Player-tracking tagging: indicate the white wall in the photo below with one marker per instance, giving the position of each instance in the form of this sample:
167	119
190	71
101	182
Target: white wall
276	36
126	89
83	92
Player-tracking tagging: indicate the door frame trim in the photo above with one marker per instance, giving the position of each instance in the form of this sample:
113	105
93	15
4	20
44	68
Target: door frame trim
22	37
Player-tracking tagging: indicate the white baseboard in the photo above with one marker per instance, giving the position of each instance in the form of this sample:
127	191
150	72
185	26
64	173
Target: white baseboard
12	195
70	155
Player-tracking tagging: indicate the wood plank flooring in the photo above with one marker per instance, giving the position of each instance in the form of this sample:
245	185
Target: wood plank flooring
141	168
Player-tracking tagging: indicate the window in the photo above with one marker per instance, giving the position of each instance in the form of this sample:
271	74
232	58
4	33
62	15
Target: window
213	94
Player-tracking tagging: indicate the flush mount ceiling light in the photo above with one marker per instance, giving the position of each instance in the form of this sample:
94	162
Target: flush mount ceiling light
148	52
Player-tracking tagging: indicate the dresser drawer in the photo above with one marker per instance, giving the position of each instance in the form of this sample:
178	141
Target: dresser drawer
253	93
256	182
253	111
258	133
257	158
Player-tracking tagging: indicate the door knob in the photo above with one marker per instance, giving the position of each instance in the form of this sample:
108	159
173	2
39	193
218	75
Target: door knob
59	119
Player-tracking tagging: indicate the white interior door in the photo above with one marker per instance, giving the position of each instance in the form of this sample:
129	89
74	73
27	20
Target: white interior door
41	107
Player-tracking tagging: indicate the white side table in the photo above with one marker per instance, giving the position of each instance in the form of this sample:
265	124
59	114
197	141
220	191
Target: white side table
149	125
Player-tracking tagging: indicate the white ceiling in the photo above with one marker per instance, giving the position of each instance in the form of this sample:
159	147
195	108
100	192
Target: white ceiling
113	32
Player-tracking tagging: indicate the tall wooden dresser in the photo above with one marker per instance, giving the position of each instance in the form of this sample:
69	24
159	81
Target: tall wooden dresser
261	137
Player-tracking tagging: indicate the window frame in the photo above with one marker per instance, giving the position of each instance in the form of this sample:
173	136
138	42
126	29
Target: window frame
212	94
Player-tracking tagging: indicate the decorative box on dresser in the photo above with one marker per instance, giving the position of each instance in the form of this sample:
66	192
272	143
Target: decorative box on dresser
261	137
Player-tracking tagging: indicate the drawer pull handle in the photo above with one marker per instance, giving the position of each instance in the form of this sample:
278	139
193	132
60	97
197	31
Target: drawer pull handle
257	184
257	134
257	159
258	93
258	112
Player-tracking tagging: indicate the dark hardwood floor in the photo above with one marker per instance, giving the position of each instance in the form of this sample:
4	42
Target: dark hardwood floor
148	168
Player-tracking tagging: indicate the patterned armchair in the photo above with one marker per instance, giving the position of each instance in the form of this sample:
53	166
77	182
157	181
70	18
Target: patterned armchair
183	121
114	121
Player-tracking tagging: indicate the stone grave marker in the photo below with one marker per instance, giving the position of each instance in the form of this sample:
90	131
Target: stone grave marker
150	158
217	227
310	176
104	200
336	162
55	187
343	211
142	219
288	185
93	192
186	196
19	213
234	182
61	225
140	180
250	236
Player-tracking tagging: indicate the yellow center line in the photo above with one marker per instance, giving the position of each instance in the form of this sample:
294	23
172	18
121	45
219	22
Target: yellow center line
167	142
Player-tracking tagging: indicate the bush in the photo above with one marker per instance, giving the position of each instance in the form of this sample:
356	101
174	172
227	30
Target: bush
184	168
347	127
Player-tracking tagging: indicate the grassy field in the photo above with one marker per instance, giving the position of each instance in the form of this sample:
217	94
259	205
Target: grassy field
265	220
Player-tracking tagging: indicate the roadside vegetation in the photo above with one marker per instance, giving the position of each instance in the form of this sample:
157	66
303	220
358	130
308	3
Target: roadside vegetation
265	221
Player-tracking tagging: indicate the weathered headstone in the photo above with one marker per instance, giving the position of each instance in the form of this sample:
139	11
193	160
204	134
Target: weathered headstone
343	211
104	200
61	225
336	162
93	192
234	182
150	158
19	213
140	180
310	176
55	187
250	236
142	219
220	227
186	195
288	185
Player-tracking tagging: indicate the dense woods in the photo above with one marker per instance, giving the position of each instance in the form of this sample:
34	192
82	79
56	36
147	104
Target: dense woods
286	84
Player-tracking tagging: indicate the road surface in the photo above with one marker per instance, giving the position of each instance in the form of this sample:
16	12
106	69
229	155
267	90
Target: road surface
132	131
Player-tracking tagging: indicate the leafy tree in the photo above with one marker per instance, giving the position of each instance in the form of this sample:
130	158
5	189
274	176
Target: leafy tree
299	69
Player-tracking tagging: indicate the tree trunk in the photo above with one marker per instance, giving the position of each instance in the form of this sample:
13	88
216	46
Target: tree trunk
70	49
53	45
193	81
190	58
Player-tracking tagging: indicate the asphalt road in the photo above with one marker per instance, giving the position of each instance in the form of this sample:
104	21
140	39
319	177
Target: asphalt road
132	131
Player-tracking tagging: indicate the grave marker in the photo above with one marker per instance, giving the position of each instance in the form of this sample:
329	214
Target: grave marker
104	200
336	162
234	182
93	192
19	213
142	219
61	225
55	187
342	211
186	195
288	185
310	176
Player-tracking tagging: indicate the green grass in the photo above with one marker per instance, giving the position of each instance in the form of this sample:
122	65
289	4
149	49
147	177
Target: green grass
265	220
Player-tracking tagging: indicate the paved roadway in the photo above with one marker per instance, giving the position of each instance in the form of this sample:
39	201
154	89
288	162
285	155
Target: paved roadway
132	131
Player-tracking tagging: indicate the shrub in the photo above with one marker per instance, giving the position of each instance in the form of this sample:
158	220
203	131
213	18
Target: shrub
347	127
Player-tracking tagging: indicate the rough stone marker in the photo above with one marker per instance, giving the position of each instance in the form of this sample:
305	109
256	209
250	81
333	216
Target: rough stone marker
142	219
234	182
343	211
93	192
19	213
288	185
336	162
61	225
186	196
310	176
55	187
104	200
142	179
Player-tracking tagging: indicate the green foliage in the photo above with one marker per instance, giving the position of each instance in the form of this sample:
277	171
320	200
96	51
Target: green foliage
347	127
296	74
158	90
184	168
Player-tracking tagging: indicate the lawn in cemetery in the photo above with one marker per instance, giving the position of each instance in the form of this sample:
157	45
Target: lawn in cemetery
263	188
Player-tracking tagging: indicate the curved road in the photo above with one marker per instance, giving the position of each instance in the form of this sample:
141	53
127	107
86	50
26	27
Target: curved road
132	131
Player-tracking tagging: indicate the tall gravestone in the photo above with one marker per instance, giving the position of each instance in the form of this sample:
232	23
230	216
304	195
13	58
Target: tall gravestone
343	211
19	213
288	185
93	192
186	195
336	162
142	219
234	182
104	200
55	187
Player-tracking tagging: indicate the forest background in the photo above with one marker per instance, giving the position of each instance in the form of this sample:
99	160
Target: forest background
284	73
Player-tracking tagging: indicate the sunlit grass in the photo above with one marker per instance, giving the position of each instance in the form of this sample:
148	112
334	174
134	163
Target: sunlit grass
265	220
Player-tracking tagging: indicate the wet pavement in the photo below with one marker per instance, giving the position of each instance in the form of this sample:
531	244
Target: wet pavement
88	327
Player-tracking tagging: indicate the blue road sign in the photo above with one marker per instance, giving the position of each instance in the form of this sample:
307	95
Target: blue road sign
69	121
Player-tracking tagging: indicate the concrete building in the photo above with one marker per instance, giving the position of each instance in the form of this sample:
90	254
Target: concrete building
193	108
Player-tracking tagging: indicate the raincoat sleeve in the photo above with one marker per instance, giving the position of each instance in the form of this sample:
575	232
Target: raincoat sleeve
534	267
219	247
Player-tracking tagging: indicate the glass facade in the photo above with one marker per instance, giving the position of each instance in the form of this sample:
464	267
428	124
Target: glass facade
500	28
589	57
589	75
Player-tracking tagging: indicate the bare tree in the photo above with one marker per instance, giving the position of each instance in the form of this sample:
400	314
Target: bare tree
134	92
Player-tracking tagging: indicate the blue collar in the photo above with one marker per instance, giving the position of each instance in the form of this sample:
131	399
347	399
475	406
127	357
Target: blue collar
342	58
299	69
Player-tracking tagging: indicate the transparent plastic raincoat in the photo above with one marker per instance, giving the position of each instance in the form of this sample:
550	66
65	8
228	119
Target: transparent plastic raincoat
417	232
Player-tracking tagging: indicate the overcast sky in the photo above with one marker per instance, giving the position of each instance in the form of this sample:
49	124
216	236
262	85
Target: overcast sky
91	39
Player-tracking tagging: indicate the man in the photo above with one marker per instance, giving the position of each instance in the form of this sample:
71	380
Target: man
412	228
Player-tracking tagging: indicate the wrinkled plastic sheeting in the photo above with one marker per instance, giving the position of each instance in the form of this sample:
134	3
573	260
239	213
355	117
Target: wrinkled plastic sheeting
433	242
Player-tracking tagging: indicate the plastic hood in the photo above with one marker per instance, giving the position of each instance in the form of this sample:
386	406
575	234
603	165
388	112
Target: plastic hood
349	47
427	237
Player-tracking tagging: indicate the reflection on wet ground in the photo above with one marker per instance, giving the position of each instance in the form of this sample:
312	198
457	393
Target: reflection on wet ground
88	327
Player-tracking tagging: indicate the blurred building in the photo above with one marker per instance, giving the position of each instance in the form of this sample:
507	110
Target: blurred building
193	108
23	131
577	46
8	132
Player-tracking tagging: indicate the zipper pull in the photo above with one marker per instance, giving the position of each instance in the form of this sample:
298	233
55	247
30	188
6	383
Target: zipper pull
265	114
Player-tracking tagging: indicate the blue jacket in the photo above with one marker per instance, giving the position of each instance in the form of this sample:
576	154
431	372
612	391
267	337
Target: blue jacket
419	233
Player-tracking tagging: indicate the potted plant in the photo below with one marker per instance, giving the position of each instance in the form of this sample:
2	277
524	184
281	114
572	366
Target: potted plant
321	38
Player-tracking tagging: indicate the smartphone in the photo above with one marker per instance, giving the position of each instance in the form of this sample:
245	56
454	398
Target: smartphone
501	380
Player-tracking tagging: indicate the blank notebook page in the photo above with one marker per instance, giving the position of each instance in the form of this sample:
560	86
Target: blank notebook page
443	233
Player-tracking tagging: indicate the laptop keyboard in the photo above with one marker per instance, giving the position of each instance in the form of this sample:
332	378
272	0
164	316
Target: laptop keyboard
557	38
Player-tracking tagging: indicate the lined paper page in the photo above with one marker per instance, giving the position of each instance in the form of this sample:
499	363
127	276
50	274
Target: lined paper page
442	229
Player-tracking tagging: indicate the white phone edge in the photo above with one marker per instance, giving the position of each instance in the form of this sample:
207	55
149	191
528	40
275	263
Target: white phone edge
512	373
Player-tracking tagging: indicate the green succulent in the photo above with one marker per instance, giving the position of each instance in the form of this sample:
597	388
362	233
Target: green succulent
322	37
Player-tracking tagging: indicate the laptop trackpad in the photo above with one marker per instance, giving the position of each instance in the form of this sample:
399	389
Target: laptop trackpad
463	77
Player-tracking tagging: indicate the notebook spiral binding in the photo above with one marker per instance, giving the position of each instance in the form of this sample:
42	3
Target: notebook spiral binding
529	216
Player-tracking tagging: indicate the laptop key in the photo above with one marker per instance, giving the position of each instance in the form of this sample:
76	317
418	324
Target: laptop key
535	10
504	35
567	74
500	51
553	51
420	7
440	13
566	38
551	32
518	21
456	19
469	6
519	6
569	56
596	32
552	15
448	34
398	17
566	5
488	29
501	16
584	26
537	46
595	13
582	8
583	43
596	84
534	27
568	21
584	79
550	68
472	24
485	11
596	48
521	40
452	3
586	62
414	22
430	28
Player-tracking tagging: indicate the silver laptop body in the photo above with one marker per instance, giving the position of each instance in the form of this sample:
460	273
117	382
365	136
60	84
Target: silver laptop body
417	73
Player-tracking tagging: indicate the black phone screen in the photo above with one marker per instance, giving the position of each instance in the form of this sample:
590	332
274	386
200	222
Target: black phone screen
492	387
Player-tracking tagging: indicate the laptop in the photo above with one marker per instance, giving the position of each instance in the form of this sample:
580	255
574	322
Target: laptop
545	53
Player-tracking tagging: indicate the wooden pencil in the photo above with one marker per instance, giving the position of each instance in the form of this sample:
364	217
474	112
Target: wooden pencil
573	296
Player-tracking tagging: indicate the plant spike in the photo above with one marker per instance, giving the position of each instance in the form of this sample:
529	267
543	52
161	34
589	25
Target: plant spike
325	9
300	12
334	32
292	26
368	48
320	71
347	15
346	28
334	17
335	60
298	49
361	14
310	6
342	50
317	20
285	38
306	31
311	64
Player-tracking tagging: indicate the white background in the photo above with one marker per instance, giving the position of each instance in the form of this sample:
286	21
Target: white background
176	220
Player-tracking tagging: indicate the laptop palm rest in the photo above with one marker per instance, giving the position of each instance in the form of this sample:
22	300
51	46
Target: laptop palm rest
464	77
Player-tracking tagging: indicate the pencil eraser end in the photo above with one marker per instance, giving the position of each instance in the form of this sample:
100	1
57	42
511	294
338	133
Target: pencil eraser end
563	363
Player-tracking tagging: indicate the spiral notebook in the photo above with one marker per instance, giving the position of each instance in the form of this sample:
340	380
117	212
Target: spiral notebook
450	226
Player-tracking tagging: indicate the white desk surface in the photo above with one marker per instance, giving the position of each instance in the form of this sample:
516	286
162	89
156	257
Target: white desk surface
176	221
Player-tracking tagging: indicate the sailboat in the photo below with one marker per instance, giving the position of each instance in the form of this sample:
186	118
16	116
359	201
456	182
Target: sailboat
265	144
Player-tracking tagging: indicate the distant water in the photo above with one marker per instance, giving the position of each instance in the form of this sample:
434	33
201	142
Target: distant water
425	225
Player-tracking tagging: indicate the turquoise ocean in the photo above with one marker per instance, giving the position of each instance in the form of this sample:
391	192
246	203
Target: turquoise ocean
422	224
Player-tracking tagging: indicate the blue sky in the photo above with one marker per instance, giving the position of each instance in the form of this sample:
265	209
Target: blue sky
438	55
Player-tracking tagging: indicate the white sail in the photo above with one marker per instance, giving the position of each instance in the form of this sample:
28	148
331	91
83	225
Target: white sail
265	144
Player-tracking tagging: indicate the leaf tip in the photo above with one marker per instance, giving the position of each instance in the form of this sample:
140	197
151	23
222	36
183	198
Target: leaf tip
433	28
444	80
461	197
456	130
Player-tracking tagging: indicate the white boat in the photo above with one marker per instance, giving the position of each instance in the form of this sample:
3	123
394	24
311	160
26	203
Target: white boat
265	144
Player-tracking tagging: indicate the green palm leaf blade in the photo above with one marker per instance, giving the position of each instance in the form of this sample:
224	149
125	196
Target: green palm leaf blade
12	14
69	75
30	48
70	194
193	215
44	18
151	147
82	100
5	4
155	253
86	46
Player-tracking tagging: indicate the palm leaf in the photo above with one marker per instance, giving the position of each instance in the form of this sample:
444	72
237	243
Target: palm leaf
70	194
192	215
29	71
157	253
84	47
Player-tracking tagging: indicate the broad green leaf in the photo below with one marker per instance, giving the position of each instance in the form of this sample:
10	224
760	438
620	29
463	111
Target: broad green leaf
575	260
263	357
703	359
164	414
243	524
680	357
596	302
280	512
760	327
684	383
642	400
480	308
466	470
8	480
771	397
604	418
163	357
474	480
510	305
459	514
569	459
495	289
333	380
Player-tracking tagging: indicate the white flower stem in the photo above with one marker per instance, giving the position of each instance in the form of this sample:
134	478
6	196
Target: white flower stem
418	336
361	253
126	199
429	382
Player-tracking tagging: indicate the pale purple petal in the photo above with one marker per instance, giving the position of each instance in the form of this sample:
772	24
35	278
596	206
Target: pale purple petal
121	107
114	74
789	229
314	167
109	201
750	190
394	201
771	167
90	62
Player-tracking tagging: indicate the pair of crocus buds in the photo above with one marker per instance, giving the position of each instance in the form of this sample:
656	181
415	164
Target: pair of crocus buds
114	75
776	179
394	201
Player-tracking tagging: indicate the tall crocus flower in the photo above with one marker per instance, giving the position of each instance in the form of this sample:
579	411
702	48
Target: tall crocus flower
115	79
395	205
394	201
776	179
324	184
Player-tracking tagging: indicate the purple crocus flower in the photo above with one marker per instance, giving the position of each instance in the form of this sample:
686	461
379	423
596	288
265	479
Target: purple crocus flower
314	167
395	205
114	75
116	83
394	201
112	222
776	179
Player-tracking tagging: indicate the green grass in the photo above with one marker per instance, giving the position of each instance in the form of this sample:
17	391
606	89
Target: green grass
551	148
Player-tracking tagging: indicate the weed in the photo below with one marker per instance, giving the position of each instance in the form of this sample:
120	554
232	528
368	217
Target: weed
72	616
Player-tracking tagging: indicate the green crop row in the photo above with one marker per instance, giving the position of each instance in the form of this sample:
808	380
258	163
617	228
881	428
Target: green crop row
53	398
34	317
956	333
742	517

---

* [YOUR INSTRUCTIONS]: Your task is to output exactly the lines running from the one with "Player-tracking tagging: indicate the purple" through the final line of the material above, with both ends included.

* [OUTPUT FOR THIS EXERCISE]:
Player-tracking tagging: indicate the purple crocus flower in the photo above with one marker per instance, giving the position of each instance in the form of this sample:
686	461
379	423
596	288
265	479
Target: purple crocus flower
314	167
395	205
114	75
116	83
394	201
112	222
776	179
Player-tracking tagging: indicate the green grass in the photo above with one marker per instance, giving the position of each instance in the form of this sample:
17	391
606	89
Target: green grass
551	148
Player-tracking tagging: indicate the weed in the photo below with one marker per instance, giving the position of each instance in the form of this sample:
120	554
232	528
368	217
Target: weed
72	616
Player-tracking tagging: indicate the green crop row in the photo above with one marker per instance, giving the position of each instance in the form of this sample:
808	380
258	163
617	228
881	428
Target: green crop row
53	398
34	317
956	333
742	517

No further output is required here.